Task instructions:
List every line of the data below that contains the string "eyeglasses", matching case exactly.

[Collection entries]
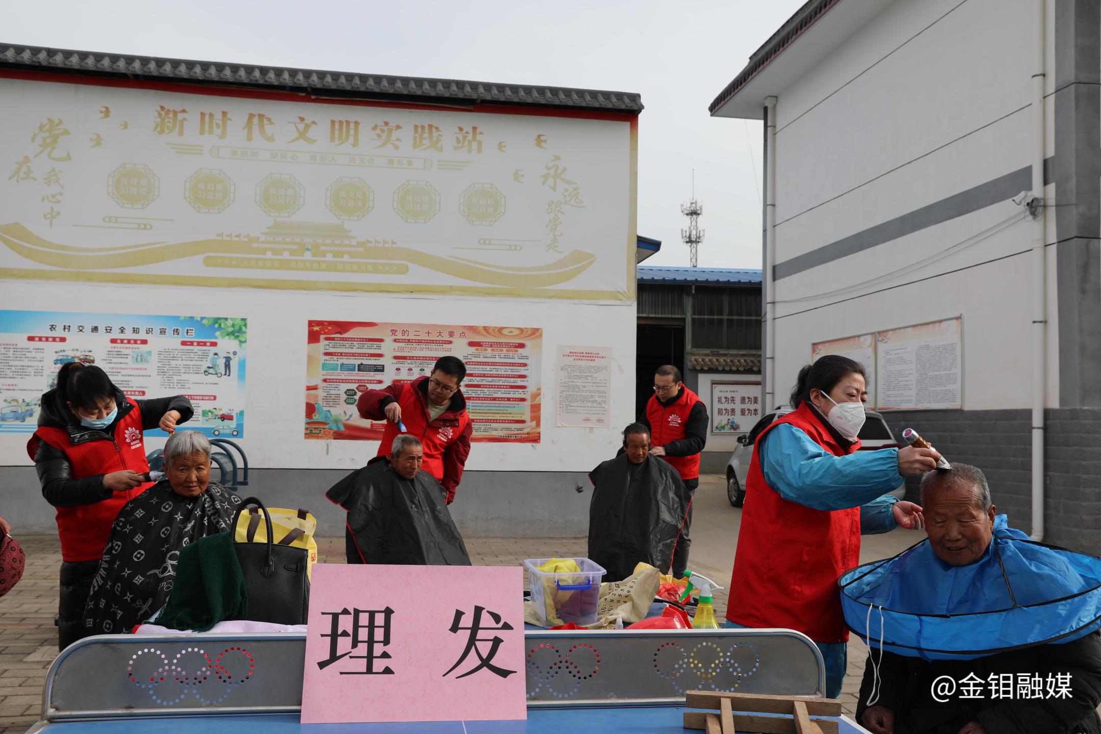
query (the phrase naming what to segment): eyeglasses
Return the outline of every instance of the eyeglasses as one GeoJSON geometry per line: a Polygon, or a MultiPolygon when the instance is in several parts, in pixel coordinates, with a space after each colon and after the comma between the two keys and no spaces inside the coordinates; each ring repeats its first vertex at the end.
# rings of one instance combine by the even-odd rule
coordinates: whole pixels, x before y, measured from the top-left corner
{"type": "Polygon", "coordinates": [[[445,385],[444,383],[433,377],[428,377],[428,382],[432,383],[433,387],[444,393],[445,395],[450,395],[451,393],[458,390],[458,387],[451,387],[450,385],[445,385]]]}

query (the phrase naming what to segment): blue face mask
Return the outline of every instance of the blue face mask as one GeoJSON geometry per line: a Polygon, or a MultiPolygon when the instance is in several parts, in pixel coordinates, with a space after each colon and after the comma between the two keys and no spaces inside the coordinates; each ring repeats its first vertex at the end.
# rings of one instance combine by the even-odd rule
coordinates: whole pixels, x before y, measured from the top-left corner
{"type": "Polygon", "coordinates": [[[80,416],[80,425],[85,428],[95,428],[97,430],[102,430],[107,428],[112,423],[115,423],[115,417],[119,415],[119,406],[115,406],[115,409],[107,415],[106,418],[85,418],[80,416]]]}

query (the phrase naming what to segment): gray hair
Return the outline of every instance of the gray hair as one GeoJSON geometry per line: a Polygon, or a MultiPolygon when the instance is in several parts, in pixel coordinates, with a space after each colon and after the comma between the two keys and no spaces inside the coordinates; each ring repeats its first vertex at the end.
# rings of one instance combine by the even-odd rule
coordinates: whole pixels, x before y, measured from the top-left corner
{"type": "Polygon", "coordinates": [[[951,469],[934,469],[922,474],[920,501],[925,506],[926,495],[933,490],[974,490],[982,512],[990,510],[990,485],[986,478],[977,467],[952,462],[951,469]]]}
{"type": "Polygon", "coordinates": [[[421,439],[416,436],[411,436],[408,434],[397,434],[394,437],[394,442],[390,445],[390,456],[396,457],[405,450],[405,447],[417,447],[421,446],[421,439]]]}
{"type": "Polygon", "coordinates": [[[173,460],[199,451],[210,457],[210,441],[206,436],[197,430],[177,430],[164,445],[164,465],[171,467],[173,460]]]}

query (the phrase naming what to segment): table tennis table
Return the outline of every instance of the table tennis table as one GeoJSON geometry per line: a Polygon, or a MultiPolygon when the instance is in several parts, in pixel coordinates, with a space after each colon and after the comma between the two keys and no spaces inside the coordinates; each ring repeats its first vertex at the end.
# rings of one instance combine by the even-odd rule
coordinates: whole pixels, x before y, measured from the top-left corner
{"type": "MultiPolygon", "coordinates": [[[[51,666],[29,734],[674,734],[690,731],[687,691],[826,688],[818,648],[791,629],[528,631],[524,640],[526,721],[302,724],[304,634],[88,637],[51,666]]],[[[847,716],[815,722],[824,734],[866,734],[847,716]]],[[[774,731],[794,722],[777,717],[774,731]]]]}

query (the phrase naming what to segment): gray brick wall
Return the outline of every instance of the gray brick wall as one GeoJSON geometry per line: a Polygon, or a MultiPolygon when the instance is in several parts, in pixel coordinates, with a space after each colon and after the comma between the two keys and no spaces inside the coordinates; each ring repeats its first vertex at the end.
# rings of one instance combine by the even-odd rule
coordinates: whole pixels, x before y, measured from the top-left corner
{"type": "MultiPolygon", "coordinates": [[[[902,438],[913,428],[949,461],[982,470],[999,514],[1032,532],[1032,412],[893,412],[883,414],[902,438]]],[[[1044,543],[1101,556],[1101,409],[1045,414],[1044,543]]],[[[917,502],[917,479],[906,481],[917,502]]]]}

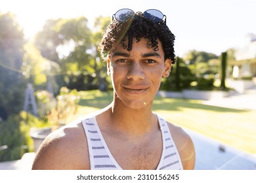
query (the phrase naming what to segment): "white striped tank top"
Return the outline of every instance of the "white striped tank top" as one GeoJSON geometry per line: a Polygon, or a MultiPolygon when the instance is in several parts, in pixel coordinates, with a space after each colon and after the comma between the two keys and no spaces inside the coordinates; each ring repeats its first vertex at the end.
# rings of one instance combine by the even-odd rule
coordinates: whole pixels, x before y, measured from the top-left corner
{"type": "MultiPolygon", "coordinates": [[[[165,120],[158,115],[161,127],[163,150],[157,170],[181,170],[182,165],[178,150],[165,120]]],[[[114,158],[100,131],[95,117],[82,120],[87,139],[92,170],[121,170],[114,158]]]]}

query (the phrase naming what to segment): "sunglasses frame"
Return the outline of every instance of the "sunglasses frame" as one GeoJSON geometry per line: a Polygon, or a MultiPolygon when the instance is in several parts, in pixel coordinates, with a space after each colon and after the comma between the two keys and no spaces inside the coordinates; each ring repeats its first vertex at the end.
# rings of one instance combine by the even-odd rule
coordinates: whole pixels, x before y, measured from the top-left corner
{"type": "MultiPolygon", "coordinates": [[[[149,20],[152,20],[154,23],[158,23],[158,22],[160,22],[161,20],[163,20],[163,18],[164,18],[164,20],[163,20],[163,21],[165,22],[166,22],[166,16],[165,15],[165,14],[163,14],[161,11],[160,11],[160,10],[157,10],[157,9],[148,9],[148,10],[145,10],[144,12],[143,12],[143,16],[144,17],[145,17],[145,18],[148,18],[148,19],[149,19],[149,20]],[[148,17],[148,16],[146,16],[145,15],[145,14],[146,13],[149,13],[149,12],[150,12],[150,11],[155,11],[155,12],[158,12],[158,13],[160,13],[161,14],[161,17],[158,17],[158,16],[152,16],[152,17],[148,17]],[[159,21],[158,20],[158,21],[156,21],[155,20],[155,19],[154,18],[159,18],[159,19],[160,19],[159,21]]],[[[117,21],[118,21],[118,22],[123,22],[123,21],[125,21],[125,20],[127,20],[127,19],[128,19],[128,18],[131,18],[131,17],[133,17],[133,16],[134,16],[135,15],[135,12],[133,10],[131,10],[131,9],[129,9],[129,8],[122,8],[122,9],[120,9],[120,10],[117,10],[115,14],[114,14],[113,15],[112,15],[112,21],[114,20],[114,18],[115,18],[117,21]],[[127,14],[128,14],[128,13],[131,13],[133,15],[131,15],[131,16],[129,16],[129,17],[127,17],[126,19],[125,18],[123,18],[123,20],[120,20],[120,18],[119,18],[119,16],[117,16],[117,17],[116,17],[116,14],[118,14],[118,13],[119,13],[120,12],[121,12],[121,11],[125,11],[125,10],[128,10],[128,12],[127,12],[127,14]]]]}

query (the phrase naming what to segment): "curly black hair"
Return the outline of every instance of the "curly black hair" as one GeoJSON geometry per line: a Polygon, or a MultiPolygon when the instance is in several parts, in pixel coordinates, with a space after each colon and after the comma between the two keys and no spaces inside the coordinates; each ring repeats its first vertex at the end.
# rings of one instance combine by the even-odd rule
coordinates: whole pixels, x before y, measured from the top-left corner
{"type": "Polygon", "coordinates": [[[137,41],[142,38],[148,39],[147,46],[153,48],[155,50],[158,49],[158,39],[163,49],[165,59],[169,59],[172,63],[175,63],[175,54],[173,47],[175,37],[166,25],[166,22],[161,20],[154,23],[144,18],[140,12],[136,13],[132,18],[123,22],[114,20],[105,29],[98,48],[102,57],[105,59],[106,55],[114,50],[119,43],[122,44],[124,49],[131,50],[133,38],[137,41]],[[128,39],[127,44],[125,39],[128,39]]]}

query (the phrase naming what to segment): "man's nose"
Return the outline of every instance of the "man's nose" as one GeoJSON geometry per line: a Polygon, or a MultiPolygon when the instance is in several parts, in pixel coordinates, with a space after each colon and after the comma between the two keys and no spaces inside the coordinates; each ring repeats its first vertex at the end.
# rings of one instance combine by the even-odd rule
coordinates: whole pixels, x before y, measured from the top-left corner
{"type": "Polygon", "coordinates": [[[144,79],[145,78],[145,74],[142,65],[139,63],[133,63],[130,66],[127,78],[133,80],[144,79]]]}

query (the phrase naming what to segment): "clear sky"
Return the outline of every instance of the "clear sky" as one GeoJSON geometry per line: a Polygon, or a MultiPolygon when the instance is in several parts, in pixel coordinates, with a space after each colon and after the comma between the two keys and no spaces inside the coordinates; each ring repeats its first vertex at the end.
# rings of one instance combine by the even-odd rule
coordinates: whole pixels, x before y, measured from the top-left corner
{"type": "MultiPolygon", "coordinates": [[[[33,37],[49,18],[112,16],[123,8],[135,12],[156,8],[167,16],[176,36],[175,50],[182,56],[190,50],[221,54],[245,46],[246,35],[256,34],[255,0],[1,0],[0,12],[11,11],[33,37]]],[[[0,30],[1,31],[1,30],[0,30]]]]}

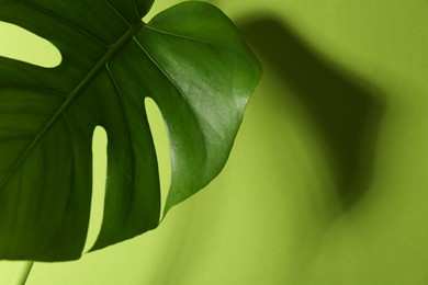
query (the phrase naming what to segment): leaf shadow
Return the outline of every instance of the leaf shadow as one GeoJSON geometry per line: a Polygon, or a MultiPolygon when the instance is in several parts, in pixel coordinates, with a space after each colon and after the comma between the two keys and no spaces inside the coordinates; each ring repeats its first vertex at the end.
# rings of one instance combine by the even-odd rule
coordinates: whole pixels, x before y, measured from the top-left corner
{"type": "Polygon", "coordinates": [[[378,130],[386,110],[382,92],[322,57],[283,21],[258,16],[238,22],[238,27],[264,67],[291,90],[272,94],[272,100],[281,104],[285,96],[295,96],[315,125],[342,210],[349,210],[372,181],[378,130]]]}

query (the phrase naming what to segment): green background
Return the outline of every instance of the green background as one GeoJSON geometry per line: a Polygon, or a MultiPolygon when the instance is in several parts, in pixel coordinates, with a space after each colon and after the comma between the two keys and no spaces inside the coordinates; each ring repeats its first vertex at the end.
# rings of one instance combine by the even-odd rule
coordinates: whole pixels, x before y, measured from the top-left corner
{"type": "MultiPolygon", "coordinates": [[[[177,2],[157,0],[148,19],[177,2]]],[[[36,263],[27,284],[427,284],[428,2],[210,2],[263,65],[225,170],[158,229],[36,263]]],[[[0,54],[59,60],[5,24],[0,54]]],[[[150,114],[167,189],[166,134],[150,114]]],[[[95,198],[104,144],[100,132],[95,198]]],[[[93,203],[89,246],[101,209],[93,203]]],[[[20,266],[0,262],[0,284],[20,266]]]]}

--

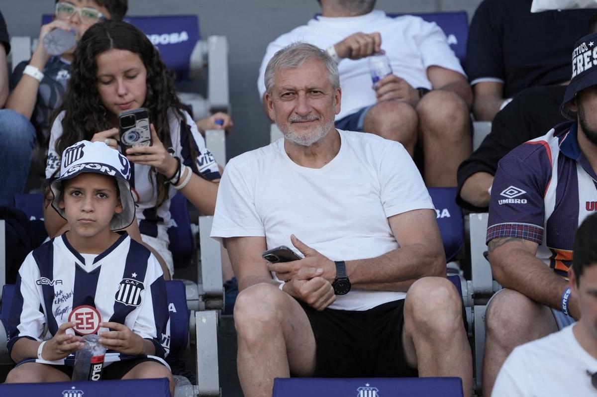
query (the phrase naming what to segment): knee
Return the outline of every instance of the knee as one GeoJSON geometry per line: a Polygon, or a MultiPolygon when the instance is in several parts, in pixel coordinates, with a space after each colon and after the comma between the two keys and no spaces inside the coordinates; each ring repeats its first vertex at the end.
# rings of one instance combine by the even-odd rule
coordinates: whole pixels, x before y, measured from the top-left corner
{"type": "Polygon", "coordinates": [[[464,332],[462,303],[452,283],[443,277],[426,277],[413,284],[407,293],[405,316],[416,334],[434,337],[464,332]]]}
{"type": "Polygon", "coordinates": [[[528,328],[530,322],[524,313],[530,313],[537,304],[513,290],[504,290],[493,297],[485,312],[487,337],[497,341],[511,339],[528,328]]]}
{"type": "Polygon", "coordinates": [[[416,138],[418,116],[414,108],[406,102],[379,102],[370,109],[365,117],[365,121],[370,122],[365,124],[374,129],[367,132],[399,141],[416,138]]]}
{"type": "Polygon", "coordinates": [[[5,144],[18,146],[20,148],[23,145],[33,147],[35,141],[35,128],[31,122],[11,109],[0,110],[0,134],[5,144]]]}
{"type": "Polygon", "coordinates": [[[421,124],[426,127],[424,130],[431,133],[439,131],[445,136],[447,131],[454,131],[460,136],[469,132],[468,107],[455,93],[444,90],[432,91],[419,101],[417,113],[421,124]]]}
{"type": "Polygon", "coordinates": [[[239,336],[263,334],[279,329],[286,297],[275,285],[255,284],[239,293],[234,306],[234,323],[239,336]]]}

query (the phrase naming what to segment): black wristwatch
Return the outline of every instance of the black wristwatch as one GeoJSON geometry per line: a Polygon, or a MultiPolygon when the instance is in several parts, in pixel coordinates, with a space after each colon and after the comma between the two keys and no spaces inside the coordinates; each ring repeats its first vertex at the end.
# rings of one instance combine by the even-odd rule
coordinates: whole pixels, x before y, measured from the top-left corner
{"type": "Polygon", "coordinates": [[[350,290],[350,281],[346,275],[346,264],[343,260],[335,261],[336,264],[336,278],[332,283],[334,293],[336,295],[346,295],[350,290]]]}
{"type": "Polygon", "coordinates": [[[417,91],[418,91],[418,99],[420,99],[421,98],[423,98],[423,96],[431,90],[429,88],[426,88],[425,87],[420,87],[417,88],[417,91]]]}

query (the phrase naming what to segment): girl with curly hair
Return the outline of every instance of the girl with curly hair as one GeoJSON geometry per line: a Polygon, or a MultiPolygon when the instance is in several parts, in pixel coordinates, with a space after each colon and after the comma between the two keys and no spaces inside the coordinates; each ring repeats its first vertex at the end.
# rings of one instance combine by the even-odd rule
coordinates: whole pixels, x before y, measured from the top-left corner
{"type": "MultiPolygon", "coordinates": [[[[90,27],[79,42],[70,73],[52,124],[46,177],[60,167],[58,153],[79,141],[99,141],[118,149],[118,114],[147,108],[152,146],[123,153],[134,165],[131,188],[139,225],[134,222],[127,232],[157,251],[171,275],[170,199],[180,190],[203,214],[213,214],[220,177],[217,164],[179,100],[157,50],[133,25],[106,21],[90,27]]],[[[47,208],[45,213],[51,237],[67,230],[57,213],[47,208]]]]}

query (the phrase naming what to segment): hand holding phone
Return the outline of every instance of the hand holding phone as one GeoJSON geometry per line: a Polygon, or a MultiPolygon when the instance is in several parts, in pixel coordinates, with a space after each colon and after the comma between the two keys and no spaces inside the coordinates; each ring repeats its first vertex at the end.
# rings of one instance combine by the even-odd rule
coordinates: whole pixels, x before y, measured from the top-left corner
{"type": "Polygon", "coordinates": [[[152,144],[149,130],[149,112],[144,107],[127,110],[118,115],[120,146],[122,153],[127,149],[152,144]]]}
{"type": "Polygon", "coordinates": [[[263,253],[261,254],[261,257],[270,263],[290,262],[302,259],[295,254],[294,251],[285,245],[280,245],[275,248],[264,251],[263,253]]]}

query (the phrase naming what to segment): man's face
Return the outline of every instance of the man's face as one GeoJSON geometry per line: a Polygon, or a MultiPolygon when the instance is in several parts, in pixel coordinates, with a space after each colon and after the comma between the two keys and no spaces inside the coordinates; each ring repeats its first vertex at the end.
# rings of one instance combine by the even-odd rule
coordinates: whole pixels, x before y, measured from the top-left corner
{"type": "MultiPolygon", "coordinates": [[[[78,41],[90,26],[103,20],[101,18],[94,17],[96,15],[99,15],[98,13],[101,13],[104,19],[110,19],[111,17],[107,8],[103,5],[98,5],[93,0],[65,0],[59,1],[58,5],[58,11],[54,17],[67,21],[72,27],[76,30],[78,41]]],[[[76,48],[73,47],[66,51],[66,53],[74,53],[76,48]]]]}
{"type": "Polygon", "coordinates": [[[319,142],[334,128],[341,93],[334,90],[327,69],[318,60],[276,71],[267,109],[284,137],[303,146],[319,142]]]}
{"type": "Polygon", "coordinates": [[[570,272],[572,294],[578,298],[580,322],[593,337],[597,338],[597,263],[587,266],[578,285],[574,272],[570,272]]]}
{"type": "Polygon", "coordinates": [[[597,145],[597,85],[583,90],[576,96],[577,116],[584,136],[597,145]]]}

---

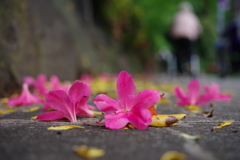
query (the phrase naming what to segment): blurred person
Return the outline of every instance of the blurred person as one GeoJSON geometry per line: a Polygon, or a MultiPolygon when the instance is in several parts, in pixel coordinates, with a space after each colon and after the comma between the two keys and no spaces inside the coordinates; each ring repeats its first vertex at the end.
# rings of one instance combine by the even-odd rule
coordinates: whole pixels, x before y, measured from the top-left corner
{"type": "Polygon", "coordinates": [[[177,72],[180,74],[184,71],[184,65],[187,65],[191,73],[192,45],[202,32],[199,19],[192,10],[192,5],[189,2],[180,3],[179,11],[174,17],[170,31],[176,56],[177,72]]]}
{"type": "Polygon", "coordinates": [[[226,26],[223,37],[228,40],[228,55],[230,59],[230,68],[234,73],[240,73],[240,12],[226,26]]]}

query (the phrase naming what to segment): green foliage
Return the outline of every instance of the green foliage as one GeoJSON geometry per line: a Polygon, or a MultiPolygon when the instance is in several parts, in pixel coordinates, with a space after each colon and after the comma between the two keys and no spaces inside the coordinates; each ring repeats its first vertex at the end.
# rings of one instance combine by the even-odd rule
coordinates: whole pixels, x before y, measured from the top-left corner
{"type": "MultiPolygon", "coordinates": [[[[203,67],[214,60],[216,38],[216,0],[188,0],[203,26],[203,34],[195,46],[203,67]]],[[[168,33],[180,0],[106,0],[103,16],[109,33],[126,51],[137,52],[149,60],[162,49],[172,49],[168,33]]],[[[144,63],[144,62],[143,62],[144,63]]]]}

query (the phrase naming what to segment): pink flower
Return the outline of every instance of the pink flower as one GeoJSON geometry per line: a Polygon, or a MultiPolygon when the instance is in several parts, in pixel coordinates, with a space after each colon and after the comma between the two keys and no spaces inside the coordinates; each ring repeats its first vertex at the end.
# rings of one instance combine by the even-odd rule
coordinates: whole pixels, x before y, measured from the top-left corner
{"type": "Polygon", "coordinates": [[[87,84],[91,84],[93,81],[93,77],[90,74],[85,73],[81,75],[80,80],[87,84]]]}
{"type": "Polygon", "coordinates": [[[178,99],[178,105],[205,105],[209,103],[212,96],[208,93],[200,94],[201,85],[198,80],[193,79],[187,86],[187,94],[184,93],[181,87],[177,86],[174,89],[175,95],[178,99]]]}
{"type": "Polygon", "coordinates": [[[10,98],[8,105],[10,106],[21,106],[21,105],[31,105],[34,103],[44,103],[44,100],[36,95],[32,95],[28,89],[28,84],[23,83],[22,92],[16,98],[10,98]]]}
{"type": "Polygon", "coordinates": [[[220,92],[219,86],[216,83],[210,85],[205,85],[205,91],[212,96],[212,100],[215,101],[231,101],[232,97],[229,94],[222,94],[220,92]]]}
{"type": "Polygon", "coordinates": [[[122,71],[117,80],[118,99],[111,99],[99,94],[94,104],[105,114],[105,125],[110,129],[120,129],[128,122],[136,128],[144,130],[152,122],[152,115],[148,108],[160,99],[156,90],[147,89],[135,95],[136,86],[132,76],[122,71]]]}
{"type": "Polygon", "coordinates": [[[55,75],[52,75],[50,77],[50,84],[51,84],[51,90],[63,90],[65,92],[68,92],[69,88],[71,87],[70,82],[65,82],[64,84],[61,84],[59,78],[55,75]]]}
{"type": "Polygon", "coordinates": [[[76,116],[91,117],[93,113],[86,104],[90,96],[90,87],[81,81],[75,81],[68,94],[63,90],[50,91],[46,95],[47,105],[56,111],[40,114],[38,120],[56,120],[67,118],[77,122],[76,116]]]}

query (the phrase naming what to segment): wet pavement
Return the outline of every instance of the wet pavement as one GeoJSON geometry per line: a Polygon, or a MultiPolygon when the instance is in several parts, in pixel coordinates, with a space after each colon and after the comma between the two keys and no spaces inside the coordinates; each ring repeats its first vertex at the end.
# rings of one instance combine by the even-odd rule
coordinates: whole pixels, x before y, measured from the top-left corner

Response to this exercise:
query (the phrase naming what to segment): eyeglasses
Return the outline of every instance of the eyeglasses as one GeoJSON geometry per line: a Polygon, or a MultiPolygon when the instance is in several parts, in pixel coordinates, with a space after each colon and after the comma between the two keys and no spaces inside the coordinates; each ring repeats its first vertex at the end.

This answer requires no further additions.